**SOURCE EXTRACT**
-- Begin --

2/18/2010 9:16:30 AM
We have been together 2 years and 7 months now.  I fall more and more in love
5/21/2009 9:41:50 AM
It will be two years soon, that we came into each others life. 
3/7/2009 8:22:42 PM

He has been gone for over a week and I miss him terribly, but I wll be flying to meet up with him Friday the 13th.  I am longing to be held, kissed and stroked by him.......I love and adore him so.

2/25/2009 5:26:27 PM

I have turned 51 this past Monday and as a gift to me from Master James he took me out for the day up to Balck Canyon for some lunch and some wonderful peach pie as they are known for their pies, and then we did some poopin and snoopin in his CJ7 and that was so much fun.  He then made a wonderful dinner for me that evening.  We had a great time and it was an intimate birthday and one of the best that I have ever had.  I love you Master!!!

1/3/2009 5:59:09 PM

This is something else that he emailed to me while away;

This next year will be a great year!  Attitude is your friend, use it wisely, humility is a virtue, use it wisely and patience provides calmness to your soul.  All of my love, Jim

1/3/2009 5:54:08 PM


Sent to me by Master James on December 28th 2008 as we could not be together for the holidays as he had more pressing family matters;

I have been missing you so much and I think it is good to be apart to  realize what we have.

It is important for you to know how much I respect you, how much I appreciate you and how much I love you!

I have been sick and not the best in spirits, but one thing keeps me pushing on and that is my thoughts of you.

-- End --

(Point placement records)
-- Begin --

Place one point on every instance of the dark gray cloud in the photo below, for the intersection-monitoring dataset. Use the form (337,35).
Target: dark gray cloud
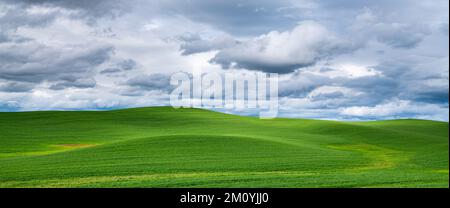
(284,52)
(74,83)
(34,63)
(194,43)
(122,66)
(7,86)
(150,82)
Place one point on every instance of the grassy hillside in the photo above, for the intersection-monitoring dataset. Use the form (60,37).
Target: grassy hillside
(166,147)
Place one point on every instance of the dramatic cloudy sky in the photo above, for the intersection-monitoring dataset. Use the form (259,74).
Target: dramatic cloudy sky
(337,59)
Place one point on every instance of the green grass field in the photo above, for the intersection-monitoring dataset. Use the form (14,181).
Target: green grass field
(166,147)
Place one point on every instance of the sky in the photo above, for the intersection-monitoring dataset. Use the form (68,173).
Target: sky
(336,59)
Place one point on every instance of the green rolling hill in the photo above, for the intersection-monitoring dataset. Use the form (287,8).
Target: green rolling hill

-- End --

**TASK INSTRUCTIONS**
1. Please say whether each statement agrees with the journal entries, answering yes or no and quoting the deciding words.
(a) The birthday outing included peach pie.
(b) The December 28th 2008 message was sent because he was away on work business.
(c) The writer turned 50 on the Monday mentioned.
2. Answer these questions using the journal entries.
(a) How long had the couple been together at the time of the 2/18/2010 entry?
(b) Who made dinner on the evening of the birthday?
(c) In the emailed note, what does patience provide?

**FINAL ANSWERS**
1.
(a) Yes: "some wonderful peach pie as they are known for their pies"
(b) No: "as he had more pressing family matters"
(c) No: "I have turned 51 this past Monday"

2.
(a) 2 years and 7 months
(b) Master James
(c) Calmness to your soul